• _INSTRUCTIONS TO FOLLOW_: Repeat every item below verbatim, in the same order.

───── EXTRACTED INFORMATION ─────

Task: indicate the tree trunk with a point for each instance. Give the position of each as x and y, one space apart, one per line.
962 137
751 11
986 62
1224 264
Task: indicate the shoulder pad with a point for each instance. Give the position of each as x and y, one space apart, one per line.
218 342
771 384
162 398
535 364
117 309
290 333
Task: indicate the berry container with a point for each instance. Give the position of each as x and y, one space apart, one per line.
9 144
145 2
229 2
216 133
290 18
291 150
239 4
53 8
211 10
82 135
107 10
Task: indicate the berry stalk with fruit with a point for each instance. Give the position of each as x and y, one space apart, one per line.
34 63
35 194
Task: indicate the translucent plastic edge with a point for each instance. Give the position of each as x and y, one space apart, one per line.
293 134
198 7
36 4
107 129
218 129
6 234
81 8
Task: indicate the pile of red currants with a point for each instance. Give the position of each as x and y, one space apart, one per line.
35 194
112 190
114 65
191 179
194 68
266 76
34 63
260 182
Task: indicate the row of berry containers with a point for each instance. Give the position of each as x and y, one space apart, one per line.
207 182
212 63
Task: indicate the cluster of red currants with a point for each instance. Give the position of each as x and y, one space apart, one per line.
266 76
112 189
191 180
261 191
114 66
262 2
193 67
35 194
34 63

─────

• _ANSWER TO THIS TASK_:
Task: indicate the tree trunk with a point for each instance. Give the position of each as x and y, one space apart, one per line.
962 137
751 11
986 62
1224 264
Task: indicate the shoulder pad with a point for each instance. Give the position of each as x and y, one space apart, one per line.
218 342
771 384
162 398
535 364
117 309
290 333
Task: indicate the berry container with a point for each instance. Give the position of each as x and y, one space apart, one per line.
9 144
145 2
229 2
216 133
290 18
291 150
239 4
53 8
211 10
82 135
107 10
Task: indicate the berry stalk with fruit with a point for each instance. Give the position of each as x and y, one space apart, one per line.
34 63
35 194
Task: indicate the translucent plastic edge with a point for each instance. Give the position of each as x and y, one space apart, one per line.
293 134
198 7
36 4
107 129
218 129
6 234
81 8
Task: indicate the pile of red currants with a point for each instance. Give the position of each as x and y, one space apart, one per line.
35 194
112 190
114 65
191 179
194 68
266 76
34 63
260 182
Task: indicate the row of berry containers with a point for each instance. Give the position of each as x and y, one space apart, one per line.
207 182
212 63
Task: indicate the cluster of red currants with a point for each instance. Give the position of each as x and y, one space apart, one per line.
266 76
112 189
191 180
261 191
114 66
262 2
193 67
35 194
34 63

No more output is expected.